# Exercise goal
Beginning with the line where "Worker instructions: the category to annotate is carpet" appears, please restate each line of the records below word for word until the last one, inclusive, and nothing else.
↓
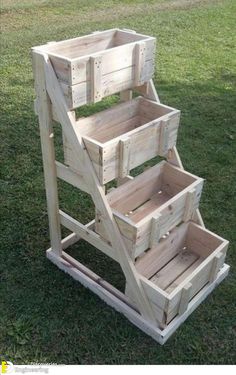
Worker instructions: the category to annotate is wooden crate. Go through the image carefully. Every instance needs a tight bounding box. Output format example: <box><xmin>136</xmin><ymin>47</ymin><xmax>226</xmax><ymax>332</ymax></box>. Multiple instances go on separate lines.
<box><xmin>63</xmin><ymin>97</ymin><xmax>180</xmax><ymax>184</ymax></box>
<box><xmin>36</xmin><ymin>29</ymin><xmax>156</xmax><ymax>108</ymax></box>
<box><xmin>126</xmin><ymin>222</ymin><xmax>229</xmax><ymax>326</ymax></box>
<box><xmin>95</xmin><ymin>161</ymin><xmax>204</xmax><ymax>258</ymax></box>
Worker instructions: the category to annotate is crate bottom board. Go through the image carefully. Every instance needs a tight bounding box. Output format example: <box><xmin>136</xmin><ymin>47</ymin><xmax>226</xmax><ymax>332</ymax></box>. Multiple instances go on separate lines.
<box><xmin>46</xmin><ymin>246</ymin><xmax>229</xmax><ymax>345</ymax></box>
<box><xmin>148</xmin><ymin>248</ymin><xmax>202</xmax><ymax>292</ymax></box>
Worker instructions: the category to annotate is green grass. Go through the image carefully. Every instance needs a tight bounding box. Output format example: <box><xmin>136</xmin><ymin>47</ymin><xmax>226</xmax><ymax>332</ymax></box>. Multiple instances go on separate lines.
<box><xmin>1</xmin><ymin>0</ymin><xmax>236</xmax><ymax>365</ymax></box>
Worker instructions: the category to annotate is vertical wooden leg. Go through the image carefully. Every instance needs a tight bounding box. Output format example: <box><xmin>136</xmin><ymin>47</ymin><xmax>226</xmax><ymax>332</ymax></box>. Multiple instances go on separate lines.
<box><xmin>32</xmin><ymin>51</ymin><xmax>62</xmax><ymax>255</ymax></box>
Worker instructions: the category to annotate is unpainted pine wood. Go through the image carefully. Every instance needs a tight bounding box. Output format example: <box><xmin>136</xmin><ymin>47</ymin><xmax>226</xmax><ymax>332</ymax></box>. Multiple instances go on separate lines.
<box><xmin>119</xmin><ymin>137</ymin><xmax>131</xmax><ymax>178</ymax></box>
<box><xmin>209</xmin><ymin>252</ymin><xmax>224</xmax><ymax>282</ymax></box>
<box><xmin>141</xmin><ymin>79</ymin><xmax>160</xmax><ymax>103</ymax></box>
<box><xmin>55</xmin><ymin>161</ymin><xmax>89</xmax><ymax>194</ymax></box>
<box><xmin>32</xmin><ymin>51</ymin><xmax>62</xmax><ymax>255</ymax></box>
<box><xmin>150</xmin><ymin>251</ymin><xmax>199</xmax><ymax>290</ymax></box>
<box><xmin>178</xmin><ymin>282</ymin><xmax>192</xmax><ymax>315</ymax></box>
<box><xmin>135</xmin><ymin>223</ymin><xmax>189</xmax><ymax>279</ymax></box>
<box><xmin>61</xmin><ymin>60</ymin><xmax>155</xmax><ymax>108</ymax></box>
<box><xmin>90</xmin><ymin>55</ymin><xmax>102</xmax><ymax>103</ymax></box>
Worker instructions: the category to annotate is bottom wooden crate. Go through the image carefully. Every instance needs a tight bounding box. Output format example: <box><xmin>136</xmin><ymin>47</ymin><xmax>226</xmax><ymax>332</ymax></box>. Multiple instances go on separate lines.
<box><xmin>126</xmin><ymin>221</ymin><xmax>229</xmax><ymax>326</ymax></box>
<box><xmin>46</xmin><ymin>246</ymin><xmax>229</xmax><ymax>344</ymax></box>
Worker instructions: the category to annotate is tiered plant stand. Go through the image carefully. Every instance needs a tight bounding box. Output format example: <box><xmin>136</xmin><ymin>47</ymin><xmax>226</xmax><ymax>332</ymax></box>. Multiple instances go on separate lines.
<box><xmin>32</xmin><ymin>29</ymin><xmax>229</xmax><ymax>344</ymax></box>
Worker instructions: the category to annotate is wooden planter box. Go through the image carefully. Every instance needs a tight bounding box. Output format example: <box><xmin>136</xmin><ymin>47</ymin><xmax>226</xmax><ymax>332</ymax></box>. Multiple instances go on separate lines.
<box><xmin>126</xmin><ymin>222</ymin><xmax>229</xmax><ymax>326</ymax></box>
<box><xmin>95</xmin><ymin>161</ymin><xmax>204</xmax><ymax>258</ymax></box>
<box><xmin>38</xmin><ymin>29</ymin><xmax>156</xmax><ymax>108</ymax></box>
<box><xmin>63</xmin><ymin>97</ymin><xmax>180</xmax><ymax>184</ymax></box>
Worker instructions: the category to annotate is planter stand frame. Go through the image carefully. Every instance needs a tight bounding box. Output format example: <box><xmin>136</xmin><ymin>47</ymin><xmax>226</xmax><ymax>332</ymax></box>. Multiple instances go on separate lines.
<box><xmin>32</xmin><ymin>29</ymin><xmax>229</xmax><ymax>344</ymax></box>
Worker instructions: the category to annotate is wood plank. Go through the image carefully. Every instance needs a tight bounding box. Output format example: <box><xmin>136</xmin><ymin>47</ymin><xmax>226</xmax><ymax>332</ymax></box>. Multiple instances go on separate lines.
<box><xmin>183</xmin><ymin>189</ymin><xmax>196</xmax><ymax>222</ymax></box>
<box><xmin>55</xmin><ymin>161</ymin><xmax>89</xmax><ymax>193</ymax></box>
<box><xmin>90</xmin><ymin>55</ymin><xmax>102</xmax><ymax>103</ymax></box>
<box><xmin>135</xmin><ymin>223</ymin><xmax>189</xmax><ymax>278</ymax></box>
<box><xmin>32</xmin><ymin>50</ymin><xmax>62</xmax><ymax>255</ymax></box>
<box><xmin>150</xmin><ymin>250</ymin><xmax>199</xmax><ymax>290</ymax></box>
<box><xmin>107</xmin><ymin>161</ymin><xmax>165</xmax><ymax>213</ymax></box>
<box><xmin>59</xmin><ymin>210</ymin><xmax>119</xmax><ymax>262</ymax></box>
<box><xmin>178</xmin><ymin>282</ymin><xmax>192</xmax><ymax>315</ymax></box>
<box><xmin>135</xmin><ymin>42</ymin><xmax>146</xmax><ymax>86</ymax></box>
<box><xmin>165</xmin><ymin>257</ymin><xmax>203</xmax><ymax>294</ymax></box>
<box><xmin>209</xmin><ymin>252</ymin><xmax>224</xmax><ymax>283</ymax></box>
<box><xmin>119</xmin><ymin>137</ymin><xmax>131</xmax><ymax>178</ymax></box>
<box><xmin>128</xmin><ymin>191</ymin><xmax>170</xmax><ymax>223</ymax></box>
<box><xmin>159</xmin><ymin>120</ymin><xmax>169</xmax><ymax>156</ymax></box>
<box><xmin>149</xmin><ymin>213</ymin><xmax>162</xmax><ymax>248</ymax></box>
<box><xmin>61</xmin><ymin>60</ymin><xmax>154</xmax><ymax>108</ymax></box>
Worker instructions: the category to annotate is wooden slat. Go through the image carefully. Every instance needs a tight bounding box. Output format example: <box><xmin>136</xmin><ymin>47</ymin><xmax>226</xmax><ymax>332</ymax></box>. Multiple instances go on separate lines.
<box><xmin>209</xmin><ymin>252</ymin><xmax>224</xmax><ymax>283</ymax></box>
<box><xmin>32</xmin><ymin>50</ymin><xmax>62</xmax><ymax>255</ymax></box>
<box><xmin>90</xmin><ymin>55</ymin><xmax>102</xmax><ymax>103</ymax></box>
<box><xmin>149</xmin><ymin>213</ymin><xmax>162</xmax><ymax>248</ymax></box>
<box><xmin>183</xmin><ymin>189</ymin><xmax>196</xmax><ymax>222</ymax></box>
<box><xmin>159</xmin><ymin>120</ymin><xmax>169</xmax><ymax>156</ymax></box>
<box><xmin>136</xmin><ymin>223</ymin><xmax>189</xmax><ymax>278</ymax></box>
<box><xmin>62</xmin><ymin>60</ymin><xmax>154</xmax><ymax>109</ymax></box>
<box><xmin>59</xmin><ymin>210</ymin><xmax>119</xmax><ymax>262</ymax></box>
<box><xmin>165</xmin><ymin>257</ymin><xmax>203</xmax><ymax>294</ymax></box>
<box><xmin>178</xmin><ymin>282</ymin><xmax>192</xmax><ymax>315</ymax></box>
<box><xmin>55</xmin><ymin>161</ymin><xmax>89</xmax><ymax>193</ymax></box>
<box><xmin>119</xmin><ymin>137</ymin><xmax>131</xmax><ymax>178</ymax></box>
<box><xmin>151</xmin><ymin>251</ymin><xmax>199</xmax><ymax>290</ymax></box>
<box><xmin>135</xmin><ymin>41</ymin><xmax>146</xmax><ymax>86</ymax></box>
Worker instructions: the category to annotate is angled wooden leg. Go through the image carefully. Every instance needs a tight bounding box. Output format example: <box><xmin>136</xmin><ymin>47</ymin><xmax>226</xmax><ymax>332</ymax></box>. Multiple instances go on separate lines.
<box><xmin>32</xmin><ymin>53</ymin><xmax>62</xmax><ymax>255</ymax></box>
<box><xmin>38</xmin><ymin>52</ymin><xmax>157</xmax><ymax>326</ymax></box>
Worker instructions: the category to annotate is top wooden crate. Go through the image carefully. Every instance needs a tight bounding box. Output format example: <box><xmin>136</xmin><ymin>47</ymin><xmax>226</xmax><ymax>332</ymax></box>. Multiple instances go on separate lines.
<box><xmin>36</xmin><ymin>29</ymin><xmax>156</xmax><ymax>108</ymax></box>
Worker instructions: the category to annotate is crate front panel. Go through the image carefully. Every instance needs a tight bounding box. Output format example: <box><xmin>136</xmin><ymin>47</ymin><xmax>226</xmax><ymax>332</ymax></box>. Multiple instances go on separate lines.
<box><xmin>132</xmin><ymin>222</ymin><xmax>229</xmax><ymax>325</ymax></box>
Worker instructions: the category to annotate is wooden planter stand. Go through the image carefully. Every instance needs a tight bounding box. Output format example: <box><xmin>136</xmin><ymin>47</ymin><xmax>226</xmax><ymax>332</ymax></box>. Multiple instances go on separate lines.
<box><xmin>32</xmin><ymin>29</ymin><xmax>229</xmax><ymax>344</ymax></box>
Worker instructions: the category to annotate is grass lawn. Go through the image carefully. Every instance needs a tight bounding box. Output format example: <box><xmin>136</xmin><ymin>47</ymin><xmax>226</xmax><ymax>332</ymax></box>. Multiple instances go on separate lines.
<box><xmin>1</xmin><ymin>0</ymin><xmax>236</xmax><ymax>365</ymax></box>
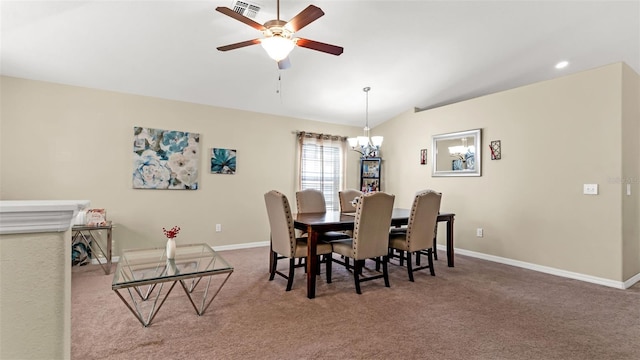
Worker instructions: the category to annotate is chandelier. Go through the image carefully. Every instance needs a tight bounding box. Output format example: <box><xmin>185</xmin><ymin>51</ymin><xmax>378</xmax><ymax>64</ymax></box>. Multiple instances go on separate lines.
<box><xmin>347</xmin><ymin>87</ymin><xmax>383</xmax><ymax>158</ymax></box>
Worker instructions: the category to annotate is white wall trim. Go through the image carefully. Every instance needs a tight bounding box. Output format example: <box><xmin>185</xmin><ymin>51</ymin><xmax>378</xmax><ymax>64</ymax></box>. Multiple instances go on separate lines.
<box><xmin>455</xmin><ymin>248</ymin><xmax>640</xmax><ymax>289</ymax></box>
<box><xmin>99</xmin><ymin>242</ymin><xmax>640</xmax><ymax>290</ymax></box>
<box><xmin>0</xmin><ymin>200</ymin><xmax>90</xmax><ymax>235</ymax></box>
<box><xmin>213</xmin><ymin>241</ymin><xmax>269</xmax><ymax>252</ymax></box>
<box><xmin>623</xmin><ymin>272</ymin><xmax>640</xmax><ymax>289</ymax></box>
<box><xmin>91</xmin><ymin>256</ymin><xmax>120</xmax><ymax>265</ymax></box>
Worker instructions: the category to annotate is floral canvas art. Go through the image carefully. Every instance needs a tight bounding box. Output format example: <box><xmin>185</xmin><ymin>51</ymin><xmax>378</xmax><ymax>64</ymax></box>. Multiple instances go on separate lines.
<box><xmin>132</xmin><ymin>126</ymin><xmax>200</xmax><ymax>189</ymax></box>
<box><xmin>210</xmin><ymin>148</ymin><xmax>236</xmax><ymax>174</ymax></box>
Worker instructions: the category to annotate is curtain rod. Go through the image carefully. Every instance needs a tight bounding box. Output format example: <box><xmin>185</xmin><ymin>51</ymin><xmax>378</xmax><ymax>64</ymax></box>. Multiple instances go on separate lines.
<box><xmin>293</xmin><ymin>131</ymin><xmax>348</xmax><ymax>141</ymax></box>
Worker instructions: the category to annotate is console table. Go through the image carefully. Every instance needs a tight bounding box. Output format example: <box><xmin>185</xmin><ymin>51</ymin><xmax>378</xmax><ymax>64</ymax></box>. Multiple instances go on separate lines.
<box><xmin>72</xmin><ymin>221</ymin><xmax>113</xmax><ymax>274</ymax></box>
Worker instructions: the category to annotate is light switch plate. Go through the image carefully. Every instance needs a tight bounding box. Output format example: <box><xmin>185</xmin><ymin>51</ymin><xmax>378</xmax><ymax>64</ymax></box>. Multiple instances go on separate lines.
<box><xmin>583</xmin><ymin>184</ymin><xmax>598</xmax><ymax>195</ymax></box>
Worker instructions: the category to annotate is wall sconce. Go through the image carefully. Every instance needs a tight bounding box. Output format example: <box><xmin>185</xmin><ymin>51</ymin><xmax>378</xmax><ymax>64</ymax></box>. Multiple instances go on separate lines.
<box><xmin>490</xmin><ymin>140</ymin><xmax>501</xmax><ymax>160</ymax></box>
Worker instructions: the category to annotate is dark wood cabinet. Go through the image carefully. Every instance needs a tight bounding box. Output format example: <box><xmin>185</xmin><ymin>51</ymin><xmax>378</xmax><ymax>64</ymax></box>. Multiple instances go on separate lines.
<box><xmin>360</xmin><ymin>157</ymin><xmax>381</xmax><ymax>192</ymax></box>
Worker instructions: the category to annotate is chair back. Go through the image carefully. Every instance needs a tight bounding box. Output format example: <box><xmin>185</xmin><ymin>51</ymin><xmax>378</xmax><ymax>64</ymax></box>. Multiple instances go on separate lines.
<box><xmin>296</xmin><ymin>189</ymin><xmax>327</xmax><ymax>213</ymax></box>
<box><xmin>339</xmin><ymin>189</ymin><xmax>363</xmax><ymax>213</ymax></box>
<box><xmin>406</xmin><ymin>190</ymin><xmax>442</xmax><ymax>252</ymax></box>
<box><xmin>352</xmin><ymin>192</ymin><xmax>395</xmax><ymax>260</ymax></box>
<box><xmin>264</xmin><ymin>190</ymin><xmax>296</xmax><ymax>258</ymax></box>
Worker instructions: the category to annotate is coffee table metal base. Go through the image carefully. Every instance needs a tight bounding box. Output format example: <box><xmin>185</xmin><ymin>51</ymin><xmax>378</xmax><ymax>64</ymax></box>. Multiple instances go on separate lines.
<box><xmin>111</xmin><ymin>244</ymin><xmax>234</xmax><ymax>327</ymax></box>
<box><xmin>113</xmin><ymin>272</ymin><xmax>232</xmax><ymax>327</ymax></box>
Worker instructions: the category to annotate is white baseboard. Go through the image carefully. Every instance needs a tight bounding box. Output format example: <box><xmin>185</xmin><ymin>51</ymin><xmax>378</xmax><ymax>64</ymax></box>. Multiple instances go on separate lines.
<box><xmin>212</xmin><ymin>241</ymin><xmax>269</xmax><ymax>252</ymax></box>
<box><xmin>624</xmin><ymin>272</ymin><xmax>640</xmax><ymax>289</ymax></box>
<box><xmin>91</xmin><ymin>242</ymin><xmax>640</xmax><ymax>290</ymax></box>
<box><xmin>455</xmin><ymin>248</ymin><xmax>640</xmax><ymax>289</ymax></box>
<box><xmin>91</xmin><ymin>256</ymin><xmax>120</xmax><ymax>265</ymax></box>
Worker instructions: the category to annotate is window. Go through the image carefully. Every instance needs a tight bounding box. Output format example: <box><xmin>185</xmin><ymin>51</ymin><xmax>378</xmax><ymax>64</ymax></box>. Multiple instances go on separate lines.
<box><xmin>297</xmin><ymin>133</ymin><xmax>346</xmax><ymax>211</ymax></box>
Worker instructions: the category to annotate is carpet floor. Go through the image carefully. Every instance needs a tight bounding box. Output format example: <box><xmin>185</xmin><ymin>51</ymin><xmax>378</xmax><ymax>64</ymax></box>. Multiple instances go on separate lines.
<box><xmin>71</xmin><ymin>246</ymin><xmax>640</xmax><ymax>359</ymax></box>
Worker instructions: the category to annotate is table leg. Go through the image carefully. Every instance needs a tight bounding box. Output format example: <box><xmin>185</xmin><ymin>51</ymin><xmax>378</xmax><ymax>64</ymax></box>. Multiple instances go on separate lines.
<box><xmin>180</xmin><ymin>271</ymin><xmax>233</xmax><ymax>316</ymax></box>
<box><xmin>113</xmin><ymin>281</ymin><xmax>178</xmax><ymax>327</ymax></box>
<box><xmin>106</xmin><ymin>227</ymin><xmax>112</xmax><ymax>274</ymax></box>
<box><xmin>268</xmin><ymin>235</ymin><xmax>273</xmax><ymax>273</ymax></box>
<box><xmin>447</xmin><ymin>217</ymin><xmax>454</xmax><ymax>267</ymax></box>
<box><xmin>306</xmin><ymin>226</ymin><xmax>318</xmax><ymax>299</ymax></box>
↑
# Answer box
Worker instructions: the category to annotate is carpet floor. Go through the image carefully. Every instance needs a tight bounding box. Output format example: <box><xmin>185</xmin><ymin>51</ymin><xmax>378</xmax><ymax>64</ymax></box>. Multiple instances go on separate lines.
<box><xmin>71</xmin><ymin>246</ymin><xmax>640</xmax><ymax>359</ymax></box>
Worker instructions: the category to annotate is table leg. Go through the image carefully. Every instance needs a tight bounding box. Output format example: <box><xmin>185</xmin><ymin>51</ymin><xmax>378</xmax><ymax>64</ymax></box>. Multiple instances go on separate lines.
<box><xmin>180</xmin><ymin>271</ymin><xmax>233</xmax><ymax>316</ymax></box>
<box><xmin>113</xmin><ymin>281</ymin><xmax>178</xmax><ymax>327</ymax></box>
<box><xmin>106</xmin><ymin>227</ymin><xmax>112</xmax><ymax>274</ymax></box>
<box><xmin>268</xmin><ymin>235</ymin><xmax>273</xmax><ymax>273</ymax></box>
<box><xmin>447</xmin><ymin>217</ymin><xmax>454</xmax><ymax>267</ymax></box>
<box><xmin>306</xmin><ymin>226</ymin><xmax>318</xmax><ymax>299</ymax></box>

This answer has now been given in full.